EXTRACT TO READ:
==================================================

[e2e] Open the floodgate
David P. Reed
dpreed at reed.com
Thu Apr 22 06:40:30 PDT 2004
At 07:56 AM 4/22/2004, =?gb2312?q?Jing=20Shen?= wrote:
>So whatever theoretical model used, mechanism for
>transmission protocol is just methods people take in
>a big game. So, if someone could modify the
>transmission mechanism to make me a better place in
>competing game why shouldn't he take it? So, fairness
>between new protocol and TCP is not a problem. Maybe
>"game theory + feedback control" is a better way with
>transmission protocol analysis.
I commend all on this list to study the end-to-end protocol called
BitTorrent - with an open mind. I think that it is a very interesting
example of game theory + feedback control, and sad to say, it has captured
no interest from the theory community and the measurement/simulation community.
It's a tremendously creative idea to solve a practical problem - and almost
certainly has flaws that can be discovered by a "disciplined" approach to
thinking about it. By analogy, it might teach us about how congestion
control in routers can be managed as a game - and perhaps how we can deal
with bad behavior, just as some of the work by people trying to build
algorithms that work under the "byzantine" assumption or the "exponentially
spreading attack" assumptions are improving the network.
If we had Cannara's world, where the entire network was owned by a
benevolent government monopoly (or one owned by a small number of
corporations who are free to collude, but never conduct network wars to
screw each other up), perhaps we could apply traditional control theory
because errors would be small linear excursions, noise would be white and
uncorrelated and the network would be managed by a high-priesthood of (ah
why pretend?) AT&T employees who are never incompetent, never wrong, and
powered by lead acid cells in windowless buildings.

==================================================

DATASET EXCERPTS:
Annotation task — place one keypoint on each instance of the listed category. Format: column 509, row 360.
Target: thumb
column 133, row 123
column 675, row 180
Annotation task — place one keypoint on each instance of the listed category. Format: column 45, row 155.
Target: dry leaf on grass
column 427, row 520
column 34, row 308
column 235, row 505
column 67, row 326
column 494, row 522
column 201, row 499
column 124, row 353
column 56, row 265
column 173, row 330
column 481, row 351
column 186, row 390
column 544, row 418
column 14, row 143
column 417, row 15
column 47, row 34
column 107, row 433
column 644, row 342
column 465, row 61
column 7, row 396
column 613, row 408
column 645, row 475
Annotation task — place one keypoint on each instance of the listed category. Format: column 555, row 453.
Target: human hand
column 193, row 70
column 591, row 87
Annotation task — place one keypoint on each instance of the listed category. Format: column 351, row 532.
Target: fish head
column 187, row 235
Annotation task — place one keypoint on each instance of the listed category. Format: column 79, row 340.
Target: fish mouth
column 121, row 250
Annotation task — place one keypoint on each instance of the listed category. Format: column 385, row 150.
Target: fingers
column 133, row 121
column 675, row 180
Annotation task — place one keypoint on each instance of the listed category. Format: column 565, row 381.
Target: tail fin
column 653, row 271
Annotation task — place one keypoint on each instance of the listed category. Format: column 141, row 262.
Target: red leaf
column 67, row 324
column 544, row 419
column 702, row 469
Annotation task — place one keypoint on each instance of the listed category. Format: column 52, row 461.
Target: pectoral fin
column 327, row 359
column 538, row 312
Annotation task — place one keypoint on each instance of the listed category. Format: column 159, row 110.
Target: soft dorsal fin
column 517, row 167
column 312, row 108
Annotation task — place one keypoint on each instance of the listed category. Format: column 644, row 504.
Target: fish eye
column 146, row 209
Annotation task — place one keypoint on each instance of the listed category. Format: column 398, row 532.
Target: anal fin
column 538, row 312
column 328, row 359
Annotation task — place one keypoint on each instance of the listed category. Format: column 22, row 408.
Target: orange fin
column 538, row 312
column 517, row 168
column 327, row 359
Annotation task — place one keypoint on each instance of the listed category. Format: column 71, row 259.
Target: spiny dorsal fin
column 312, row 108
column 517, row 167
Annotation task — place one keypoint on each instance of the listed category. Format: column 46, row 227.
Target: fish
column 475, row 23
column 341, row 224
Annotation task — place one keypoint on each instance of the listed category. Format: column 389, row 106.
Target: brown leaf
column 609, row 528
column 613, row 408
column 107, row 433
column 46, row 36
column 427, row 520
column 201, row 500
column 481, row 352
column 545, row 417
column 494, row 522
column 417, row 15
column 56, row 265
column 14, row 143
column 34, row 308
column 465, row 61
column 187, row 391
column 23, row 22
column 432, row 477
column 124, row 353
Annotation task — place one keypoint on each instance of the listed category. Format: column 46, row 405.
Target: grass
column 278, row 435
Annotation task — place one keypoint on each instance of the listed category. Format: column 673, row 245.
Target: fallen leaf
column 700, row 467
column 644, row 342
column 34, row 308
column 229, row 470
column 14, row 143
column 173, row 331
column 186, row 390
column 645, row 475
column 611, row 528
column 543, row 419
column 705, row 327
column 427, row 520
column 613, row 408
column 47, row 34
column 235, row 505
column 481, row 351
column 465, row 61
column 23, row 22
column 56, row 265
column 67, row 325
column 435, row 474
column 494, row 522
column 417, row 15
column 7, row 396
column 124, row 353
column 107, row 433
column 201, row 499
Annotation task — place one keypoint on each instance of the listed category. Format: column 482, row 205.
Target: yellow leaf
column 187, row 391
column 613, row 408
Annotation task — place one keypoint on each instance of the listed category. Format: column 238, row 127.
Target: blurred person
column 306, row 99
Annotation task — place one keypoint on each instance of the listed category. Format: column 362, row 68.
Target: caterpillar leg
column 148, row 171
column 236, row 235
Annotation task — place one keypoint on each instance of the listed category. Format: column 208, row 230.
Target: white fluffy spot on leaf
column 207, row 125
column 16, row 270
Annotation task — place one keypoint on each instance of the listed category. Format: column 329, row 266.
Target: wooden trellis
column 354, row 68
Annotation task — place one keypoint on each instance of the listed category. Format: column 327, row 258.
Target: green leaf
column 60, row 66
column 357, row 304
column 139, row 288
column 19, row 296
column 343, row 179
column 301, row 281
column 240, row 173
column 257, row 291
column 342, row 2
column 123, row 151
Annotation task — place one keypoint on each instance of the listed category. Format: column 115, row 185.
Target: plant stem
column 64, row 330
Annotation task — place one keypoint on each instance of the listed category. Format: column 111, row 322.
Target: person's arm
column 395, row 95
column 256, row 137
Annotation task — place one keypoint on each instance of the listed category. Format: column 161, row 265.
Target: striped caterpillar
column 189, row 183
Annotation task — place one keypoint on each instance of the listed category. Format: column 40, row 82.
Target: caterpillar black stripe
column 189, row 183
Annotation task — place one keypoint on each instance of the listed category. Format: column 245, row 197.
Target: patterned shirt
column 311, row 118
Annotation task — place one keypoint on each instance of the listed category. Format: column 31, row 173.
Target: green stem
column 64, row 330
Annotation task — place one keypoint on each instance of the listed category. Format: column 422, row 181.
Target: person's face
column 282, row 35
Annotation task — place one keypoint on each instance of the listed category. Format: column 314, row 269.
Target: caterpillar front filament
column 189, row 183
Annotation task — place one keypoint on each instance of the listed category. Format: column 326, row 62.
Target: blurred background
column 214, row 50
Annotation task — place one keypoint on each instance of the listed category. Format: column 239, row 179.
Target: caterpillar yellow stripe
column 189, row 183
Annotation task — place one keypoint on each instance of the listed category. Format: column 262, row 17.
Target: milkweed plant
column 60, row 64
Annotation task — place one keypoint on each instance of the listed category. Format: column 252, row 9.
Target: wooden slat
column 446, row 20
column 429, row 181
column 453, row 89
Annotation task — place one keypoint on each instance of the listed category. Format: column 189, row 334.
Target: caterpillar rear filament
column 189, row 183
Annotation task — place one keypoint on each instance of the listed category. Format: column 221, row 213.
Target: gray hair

==================================================

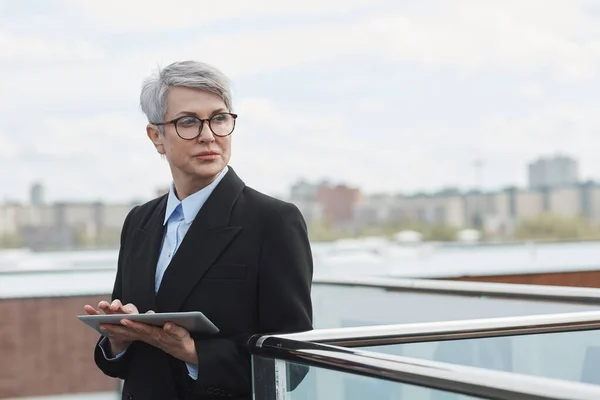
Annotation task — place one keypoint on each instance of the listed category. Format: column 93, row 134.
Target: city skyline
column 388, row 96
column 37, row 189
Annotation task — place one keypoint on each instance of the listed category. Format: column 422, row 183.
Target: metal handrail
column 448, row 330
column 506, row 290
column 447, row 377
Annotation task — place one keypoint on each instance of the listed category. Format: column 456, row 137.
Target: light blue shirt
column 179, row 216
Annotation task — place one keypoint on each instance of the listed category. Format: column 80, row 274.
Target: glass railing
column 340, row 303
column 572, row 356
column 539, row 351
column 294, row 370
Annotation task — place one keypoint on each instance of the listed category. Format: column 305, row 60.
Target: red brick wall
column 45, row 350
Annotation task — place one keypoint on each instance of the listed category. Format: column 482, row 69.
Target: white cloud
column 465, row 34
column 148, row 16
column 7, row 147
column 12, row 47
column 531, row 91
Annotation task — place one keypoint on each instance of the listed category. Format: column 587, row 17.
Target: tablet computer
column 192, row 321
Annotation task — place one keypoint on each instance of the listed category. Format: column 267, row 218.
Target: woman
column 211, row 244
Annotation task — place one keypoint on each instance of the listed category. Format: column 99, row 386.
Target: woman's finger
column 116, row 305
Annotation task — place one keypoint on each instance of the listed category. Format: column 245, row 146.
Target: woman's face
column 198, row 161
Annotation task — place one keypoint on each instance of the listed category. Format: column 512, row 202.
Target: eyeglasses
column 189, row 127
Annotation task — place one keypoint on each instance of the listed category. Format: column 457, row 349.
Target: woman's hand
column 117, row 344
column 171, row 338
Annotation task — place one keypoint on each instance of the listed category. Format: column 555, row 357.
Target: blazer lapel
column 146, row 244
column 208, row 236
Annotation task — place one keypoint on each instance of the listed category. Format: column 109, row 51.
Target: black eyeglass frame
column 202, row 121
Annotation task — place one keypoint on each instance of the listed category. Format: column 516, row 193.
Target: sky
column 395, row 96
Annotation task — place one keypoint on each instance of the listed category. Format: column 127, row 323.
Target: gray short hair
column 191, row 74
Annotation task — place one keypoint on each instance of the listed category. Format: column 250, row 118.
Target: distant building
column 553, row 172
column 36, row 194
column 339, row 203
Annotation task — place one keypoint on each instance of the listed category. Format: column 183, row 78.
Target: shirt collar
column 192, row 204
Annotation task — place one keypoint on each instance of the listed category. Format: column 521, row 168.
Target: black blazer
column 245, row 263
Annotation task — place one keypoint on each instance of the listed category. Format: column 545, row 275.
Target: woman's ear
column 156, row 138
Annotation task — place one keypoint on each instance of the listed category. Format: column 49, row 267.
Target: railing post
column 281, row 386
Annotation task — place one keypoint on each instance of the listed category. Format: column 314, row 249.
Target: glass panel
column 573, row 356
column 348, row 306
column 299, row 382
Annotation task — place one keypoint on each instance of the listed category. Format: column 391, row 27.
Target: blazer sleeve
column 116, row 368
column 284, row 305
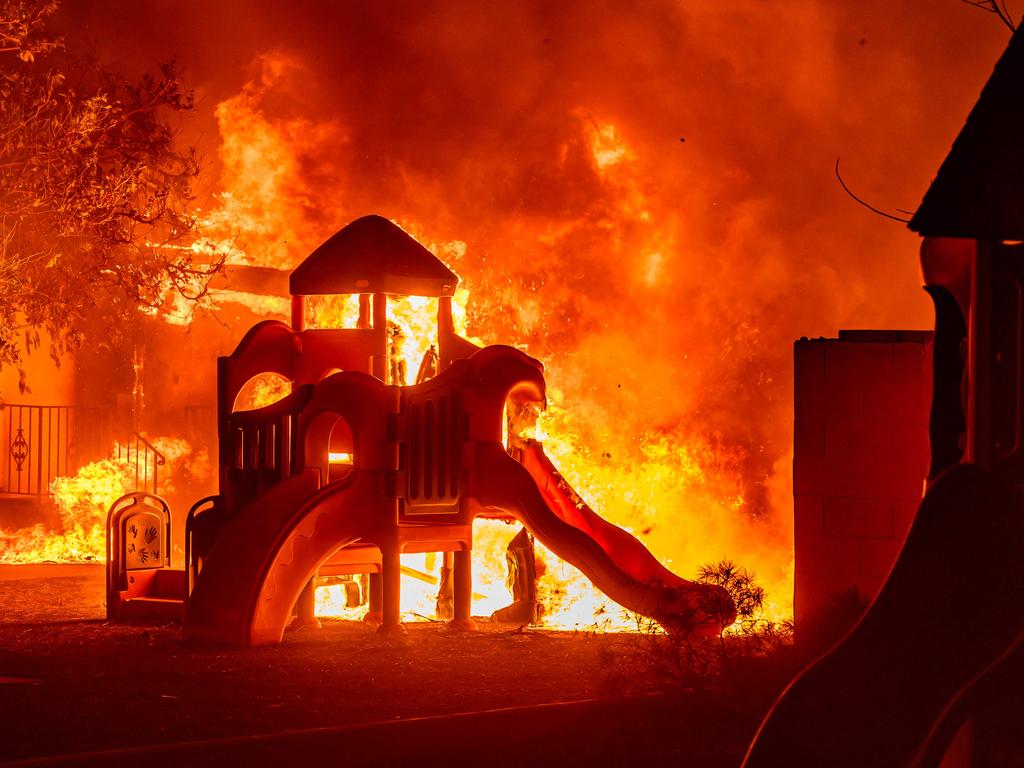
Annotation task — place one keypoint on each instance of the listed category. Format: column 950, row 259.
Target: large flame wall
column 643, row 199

==================================================

YOUR GOAL:
In the email about BitTorrent, recast the paragraph that opens "I commend all on this list" as a short bulleted list that keeps its main points.

EXERCISE RESPONSE:
- Everyone on the list should study BitTorrent, an end-to-end protocol, with an open mind.
- It is a very interesting example of game theory plus feedback control.
- It has drawn no interest from the theory community or the measurement/simulation community.
- It is a very creative solution to a practical problem, and it almost certainly has flaws that a "disciplined" approach could uncover.
- By analogy, it might show how congestion control in routers can be managed as a game and how bad behavior can be handled. Work on algorithms built for "byzantine" or "exponentially spreading attack" assumptions is improving the network in a similar way.